*** Opening of INFORMATION GIVEN ***

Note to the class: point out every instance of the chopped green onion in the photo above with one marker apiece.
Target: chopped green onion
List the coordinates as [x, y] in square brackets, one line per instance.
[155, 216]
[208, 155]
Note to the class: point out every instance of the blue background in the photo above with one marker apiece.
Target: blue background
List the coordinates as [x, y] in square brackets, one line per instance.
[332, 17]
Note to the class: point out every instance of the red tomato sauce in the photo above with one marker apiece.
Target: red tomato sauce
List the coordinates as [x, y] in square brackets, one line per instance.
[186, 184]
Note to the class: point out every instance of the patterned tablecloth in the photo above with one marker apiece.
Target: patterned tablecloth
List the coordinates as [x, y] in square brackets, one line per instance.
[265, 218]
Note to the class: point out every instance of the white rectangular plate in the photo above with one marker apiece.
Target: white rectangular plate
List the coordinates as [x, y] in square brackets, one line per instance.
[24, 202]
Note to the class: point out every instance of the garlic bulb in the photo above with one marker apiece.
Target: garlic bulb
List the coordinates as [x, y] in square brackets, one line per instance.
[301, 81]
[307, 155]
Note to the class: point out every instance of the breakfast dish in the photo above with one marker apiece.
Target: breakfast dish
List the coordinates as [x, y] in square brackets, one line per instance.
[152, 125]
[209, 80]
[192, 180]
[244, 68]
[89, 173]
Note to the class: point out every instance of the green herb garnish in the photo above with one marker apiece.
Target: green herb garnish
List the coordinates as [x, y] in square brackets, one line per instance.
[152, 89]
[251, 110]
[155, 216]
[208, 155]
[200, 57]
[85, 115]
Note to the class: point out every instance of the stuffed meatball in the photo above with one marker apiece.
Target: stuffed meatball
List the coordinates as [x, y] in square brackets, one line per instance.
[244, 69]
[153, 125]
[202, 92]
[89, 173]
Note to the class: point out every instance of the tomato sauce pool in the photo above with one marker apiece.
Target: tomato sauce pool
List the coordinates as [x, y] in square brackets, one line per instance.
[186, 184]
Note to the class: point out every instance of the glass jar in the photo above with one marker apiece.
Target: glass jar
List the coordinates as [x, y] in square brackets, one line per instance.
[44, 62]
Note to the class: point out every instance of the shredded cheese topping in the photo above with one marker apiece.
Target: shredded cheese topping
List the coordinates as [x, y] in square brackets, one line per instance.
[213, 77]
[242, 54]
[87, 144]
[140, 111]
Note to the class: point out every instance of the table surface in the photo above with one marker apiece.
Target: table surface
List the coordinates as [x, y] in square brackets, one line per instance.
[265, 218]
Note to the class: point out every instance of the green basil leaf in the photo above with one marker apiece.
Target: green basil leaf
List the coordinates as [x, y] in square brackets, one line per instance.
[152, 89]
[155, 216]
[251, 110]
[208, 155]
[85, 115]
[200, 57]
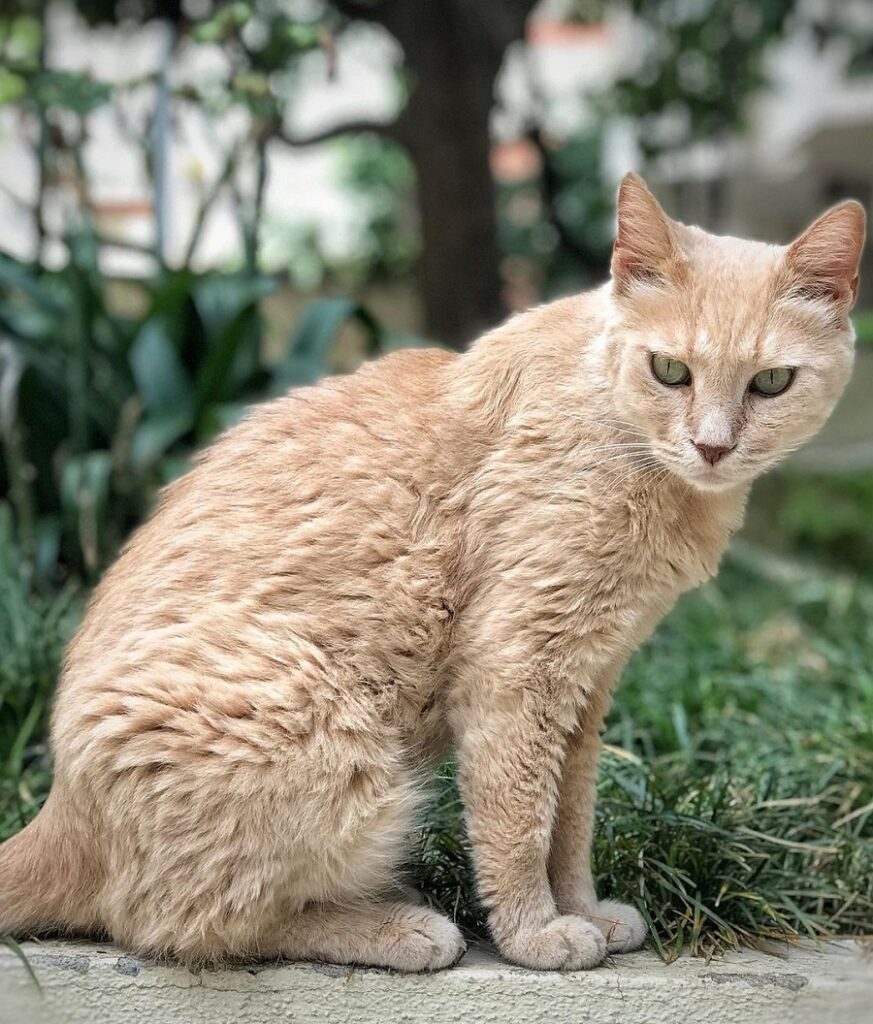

*** Close of INFORMATION GIVEN ***

DIRECTIONS FOR THIS TASK >>
From the first line of the records above down to the line containing "Target: blue background", repeat each line exactly as written. Include both of those lines and add nothing.

TASK OUTPUT >>
Note to the class: point out every instance of the chopped green onion in the photo above with one marker apiece.
Target: chopped green onion
List the coordinates as [x, y] in square brackets, one line per instance.
[155, 216]
[208, 155]
Note to the class: point out every instance of the blue background in the photo above with one marker apiece.
Target: blue background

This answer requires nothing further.